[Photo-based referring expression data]
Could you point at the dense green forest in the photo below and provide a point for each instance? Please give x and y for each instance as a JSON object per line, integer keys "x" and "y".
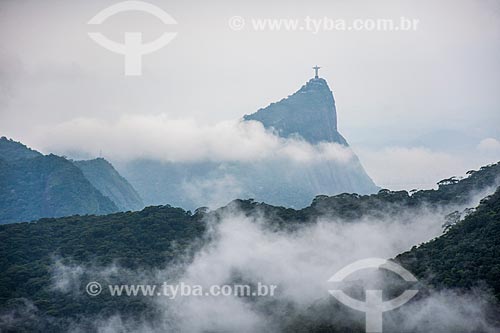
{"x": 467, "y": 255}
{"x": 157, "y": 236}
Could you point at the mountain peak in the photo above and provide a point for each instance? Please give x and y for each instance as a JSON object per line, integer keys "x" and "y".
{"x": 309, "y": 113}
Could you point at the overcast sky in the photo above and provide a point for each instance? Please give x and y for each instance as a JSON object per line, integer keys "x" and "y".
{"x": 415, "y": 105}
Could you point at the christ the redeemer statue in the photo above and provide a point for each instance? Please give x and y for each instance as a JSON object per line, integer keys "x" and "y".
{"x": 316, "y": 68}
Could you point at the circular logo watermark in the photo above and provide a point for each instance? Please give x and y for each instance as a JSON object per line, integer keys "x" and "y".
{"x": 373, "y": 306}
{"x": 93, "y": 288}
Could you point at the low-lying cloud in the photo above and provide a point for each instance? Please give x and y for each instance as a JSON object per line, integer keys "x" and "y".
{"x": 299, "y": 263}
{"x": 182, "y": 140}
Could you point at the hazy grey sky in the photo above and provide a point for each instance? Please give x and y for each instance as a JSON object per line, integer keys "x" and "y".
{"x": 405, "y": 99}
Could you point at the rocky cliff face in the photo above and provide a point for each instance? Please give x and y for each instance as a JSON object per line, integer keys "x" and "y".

What the exercise asks
Set down every line above exactly, pictures excluded.

Expected answer
Could you point at the dense green forest in the photo below and provide a point for each instance? Please give x and y for each instance as a JSON object per line, integer keys "x" and "y".
{"x": 467, "y": 255}
{"x": 157, "y": 236}
Could you point at the mountain peak in the photo above and provide a point for each instance? Please give x and y for each instance as a JSON object per line, integer keys "x" and "y".
{"x": 309, "y": 113}
Could you point at the overcast sky in the photo above and provide a point for each instance? Please give x and y for each instance as a JSON object per line, integer keys "x" and "y".
{"x": 415, "y": 105}
Could you point at the christ the redeemer statue in the photo above and provide a point for each instance? Please give x and y for each instance as a JSON object per line, integer keys "x" and "y".
{"x": 316, "y": 68}
Could you point at the circular logo watermark in the photo above and provide a point for each instance? Please give x and y for each instance as a JSON object per line, integer keys "x" and "y".
{"x": 373, "y": 306}
{"x": 93, "y": 288}
Could you point at the low-lying cloud in the photo above and provide a point for each instance? Please give x and y for each instance as a JSON object per line, integer keys "x" and "y".
{"x": 299, "y": 263}
{"x": 182, "y": 140}
Could you point at the hazy grey sky in the photo above and provide a point for each instance? Please give x and y for each instance as a JSON object per line, integer keys "x" and "y".
{"x": 405, "y": 99}
Could you point at the rocky cliff face in the photo above and provide a point for each instance? Please give x and y for each instance as a JSON object per line, integer keys "x" and "y".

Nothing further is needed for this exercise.